Which lines of the material hold the word "below"? Copy each one.

******************************

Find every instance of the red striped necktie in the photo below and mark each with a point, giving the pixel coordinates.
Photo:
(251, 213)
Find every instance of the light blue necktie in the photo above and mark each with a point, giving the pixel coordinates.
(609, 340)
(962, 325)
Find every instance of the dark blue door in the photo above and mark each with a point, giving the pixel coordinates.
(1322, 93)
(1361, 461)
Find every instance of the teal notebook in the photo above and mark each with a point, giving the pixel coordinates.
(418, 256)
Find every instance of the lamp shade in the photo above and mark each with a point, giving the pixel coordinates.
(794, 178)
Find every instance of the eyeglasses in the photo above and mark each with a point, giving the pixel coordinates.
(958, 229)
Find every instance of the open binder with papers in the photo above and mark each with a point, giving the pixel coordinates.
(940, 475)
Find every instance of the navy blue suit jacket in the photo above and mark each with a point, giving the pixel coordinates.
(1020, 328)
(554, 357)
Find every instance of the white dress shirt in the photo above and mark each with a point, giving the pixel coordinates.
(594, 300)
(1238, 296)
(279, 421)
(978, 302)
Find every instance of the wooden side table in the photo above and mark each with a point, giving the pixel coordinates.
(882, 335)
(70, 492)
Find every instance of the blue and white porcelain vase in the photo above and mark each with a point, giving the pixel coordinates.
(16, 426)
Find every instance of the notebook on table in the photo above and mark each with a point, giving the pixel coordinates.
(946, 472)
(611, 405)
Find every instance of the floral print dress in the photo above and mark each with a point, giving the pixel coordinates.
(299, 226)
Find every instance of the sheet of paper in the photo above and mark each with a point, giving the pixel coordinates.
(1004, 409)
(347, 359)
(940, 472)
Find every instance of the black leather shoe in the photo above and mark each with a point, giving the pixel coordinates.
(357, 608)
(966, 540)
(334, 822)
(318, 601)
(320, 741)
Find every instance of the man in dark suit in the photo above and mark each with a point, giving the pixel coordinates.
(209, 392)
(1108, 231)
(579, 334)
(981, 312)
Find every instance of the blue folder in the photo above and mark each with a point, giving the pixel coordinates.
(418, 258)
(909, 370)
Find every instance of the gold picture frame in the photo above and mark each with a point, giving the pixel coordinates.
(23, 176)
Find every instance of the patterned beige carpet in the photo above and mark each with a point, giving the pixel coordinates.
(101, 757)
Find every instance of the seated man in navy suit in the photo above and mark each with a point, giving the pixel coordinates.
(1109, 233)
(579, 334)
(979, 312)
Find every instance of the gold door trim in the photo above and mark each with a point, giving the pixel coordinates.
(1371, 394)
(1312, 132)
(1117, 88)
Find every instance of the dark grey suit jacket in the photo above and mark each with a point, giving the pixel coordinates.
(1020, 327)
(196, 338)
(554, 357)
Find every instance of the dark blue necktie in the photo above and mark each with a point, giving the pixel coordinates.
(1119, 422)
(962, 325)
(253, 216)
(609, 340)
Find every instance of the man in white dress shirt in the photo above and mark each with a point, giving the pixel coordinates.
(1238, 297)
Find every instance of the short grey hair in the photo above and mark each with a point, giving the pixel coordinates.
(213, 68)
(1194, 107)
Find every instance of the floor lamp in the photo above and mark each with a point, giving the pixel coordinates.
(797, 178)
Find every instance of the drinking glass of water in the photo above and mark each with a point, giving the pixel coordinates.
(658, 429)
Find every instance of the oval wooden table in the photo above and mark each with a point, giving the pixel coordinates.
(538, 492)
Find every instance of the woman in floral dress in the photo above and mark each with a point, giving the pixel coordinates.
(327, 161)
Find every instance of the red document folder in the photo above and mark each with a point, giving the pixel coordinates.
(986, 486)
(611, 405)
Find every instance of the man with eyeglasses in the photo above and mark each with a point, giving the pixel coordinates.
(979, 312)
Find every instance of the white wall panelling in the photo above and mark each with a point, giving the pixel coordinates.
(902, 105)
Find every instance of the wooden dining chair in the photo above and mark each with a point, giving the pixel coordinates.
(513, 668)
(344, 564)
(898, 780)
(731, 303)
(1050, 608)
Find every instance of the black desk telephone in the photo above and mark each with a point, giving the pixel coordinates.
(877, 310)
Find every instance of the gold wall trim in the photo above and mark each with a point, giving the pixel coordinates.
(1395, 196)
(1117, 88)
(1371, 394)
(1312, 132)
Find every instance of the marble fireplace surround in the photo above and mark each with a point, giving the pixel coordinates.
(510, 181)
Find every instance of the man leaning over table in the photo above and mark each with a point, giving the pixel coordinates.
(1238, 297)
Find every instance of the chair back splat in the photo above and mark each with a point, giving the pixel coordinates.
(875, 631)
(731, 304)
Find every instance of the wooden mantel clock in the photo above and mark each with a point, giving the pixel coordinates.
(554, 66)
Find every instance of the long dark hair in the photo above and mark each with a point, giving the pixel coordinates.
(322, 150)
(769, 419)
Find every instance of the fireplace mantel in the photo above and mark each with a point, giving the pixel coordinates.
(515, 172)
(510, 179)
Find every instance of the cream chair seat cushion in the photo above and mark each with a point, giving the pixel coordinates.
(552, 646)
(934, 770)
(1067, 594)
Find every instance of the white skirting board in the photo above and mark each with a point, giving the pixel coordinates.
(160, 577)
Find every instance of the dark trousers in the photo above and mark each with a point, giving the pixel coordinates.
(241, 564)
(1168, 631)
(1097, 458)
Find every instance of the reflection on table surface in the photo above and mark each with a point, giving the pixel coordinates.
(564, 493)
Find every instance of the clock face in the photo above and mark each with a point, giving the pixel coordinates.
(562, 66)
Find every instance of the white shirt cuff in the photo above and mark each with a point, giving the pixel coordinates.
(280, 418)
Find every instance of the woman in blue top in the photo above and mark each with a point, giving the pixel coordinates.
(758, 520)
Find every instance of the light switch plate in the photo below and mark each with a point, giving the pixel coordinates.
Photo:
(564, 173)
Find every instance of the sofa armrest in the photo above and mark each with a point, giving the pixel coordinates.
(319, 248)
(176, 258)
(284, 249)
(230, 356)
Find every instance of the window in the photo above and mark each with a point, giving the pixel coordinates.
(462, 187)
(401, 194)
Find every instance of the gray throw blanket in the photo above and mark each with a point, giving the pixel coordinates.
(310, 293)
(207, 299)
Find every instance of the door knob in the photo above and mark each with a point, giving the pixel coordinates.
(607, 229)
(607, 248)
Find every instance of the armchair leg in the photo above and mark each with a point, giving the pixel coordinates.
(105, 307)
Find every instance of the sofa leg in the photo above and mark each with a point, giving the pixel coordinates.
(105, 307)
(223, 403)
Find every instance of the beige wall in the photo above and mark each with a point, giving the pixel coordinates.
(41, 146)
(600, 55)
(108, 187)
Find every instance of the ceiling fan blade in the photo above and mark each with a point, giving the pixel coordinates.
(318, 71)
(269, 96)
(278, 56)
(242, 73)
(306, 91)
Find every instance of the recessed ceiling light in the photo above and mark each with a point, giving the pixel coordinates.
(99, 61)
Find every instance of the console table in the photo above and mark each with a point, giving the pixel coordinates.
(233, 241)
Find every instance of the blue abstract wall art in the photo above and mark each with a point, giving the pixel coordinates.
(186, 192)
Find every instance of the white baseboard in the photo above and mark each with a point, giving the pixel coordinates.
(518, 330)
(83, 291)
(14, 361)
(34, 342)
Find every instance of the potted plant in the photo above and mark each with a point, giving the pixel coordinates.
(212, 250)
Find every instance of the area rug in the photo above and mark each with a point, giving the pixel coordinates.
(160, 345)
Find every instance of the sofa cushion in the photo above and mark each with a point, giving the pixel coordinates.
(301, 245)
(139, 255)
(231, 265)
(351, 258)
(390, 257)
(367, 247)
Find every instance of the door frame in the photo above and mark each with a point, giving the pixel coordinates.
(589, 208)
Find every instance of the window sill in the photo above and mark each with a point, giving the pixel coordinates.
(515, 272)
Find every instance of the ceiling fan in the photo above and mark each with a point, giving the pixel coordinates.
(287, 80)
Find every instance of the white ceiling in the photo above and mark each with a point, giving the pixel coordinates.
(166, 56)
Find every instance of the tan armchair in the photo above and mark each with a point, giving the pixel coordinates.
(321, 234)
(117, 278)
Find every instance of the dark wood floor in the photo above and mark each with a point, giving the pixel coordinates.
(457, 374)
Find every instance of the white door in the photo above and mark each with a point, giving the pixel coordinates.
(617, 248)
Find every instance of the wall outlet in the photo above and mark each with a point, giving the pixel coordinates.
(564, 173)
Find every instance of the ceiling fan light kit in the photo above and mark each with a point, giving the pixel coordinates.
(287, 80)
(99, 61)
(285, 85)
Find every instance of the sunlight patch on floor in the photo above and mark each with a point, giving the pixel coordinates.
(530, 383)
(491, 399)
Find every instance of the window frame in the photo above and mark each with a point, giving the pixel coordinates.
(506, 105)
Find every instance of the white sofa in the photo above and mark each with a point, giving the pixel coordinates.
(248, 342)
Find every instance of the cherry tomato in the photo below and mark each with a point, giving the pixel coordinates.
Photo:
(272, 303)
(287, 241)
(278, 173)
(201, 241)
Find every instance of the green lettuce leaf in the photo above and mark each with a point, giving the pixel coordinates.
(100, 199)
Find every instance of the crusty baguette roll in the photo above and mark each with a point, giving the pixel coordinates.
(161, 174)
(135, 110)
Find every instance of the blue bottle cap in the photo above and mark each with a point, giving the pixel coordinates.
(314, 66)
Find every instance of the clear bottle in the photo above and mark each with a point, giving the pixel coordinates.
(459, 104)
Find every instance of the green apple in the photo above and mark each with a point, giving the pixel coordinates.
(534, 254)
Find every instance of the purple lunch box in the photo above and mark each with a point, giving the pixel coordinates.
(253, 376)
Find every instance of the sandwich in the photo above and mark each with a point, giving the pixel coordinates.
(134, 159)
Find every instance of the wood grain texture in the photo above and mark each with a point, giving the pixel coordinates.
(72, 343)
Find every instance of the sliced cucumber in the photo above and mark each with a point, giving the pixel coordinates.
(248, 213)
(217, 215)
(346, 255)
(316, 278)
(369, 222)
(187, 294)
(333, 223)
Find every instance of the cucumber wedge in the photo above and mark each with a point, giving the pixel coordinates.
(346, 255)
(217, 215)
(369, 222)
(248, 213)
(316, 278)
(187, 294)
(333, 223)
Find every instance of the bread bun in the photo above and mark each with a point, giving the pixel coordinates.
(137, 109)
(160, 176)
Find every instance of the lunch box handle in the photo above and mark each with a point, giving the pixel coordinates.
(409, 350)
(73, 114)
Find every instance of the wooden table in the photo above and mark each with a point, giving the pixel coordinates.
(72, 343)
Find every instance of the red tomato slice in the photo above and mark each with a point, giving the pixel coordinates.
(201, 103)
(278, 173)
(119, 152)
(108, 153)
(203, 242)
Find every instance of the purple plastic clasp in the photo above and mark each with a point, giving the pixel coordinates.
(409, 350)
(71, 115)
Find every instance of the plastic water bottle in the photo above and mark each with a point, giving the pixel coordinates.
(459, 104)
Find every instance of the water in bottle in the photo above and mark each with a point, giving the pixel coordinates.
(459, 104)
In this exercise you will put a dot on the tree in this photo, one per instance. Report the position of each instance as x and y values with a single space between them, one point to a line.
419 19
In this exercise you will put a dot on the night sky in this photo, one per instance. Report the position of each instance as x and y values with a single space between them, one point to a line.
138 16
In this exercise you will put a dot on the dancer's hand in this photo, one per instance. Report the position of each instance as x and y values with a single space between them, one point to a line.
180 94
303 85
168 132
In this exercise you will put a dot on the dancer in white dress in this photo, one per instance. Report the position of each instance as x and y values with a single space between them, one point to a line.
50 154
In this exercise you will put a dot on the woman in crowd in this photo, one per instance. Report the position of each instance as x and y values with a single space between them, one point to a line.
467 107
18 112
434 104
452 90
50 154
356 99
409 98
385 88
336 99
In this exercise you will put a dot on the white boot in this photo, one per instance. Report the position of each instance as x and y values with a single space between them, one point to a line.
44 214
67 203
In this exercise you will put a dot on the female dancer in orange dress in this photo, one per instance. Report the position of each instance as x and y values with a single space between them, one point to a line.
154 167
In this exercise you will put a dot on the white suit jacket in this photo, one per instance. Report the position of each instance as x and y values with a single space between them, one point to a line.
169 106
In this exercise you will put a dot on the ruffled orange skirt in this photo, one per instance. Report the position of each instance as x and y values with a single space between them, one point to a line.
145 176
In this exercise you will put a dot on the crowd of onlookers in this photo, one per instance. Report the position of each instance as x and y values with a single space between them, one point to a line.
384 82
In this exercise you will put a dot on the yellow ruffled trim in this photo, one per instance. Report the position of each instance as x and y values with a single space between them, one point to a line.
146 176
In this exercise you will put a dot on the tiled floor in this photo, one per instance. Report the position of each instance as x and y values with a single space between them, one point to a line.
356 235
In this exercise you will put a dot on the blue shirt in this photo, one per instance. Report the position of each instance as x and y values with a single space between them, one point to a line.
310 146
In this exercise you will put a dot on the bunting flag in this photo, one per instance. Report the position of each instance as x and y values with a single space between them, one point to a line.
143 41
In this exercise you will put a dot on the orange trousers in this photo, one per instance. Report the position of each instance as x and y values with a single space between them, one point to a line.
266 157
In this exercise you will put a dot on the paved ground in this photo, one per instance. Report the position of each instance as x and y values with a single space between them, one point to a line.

******************************

Result |
Find every instance of the red striped necktie in the photo below and mark each with a point, giving the pixel coordinates.
Find every instance of the light switch plate in the photo below and mark each with a point, giving the pixel coordinates.
Find every instance of the cherry tomato in the photo below and mark each with a point, giving the pixel coordinates.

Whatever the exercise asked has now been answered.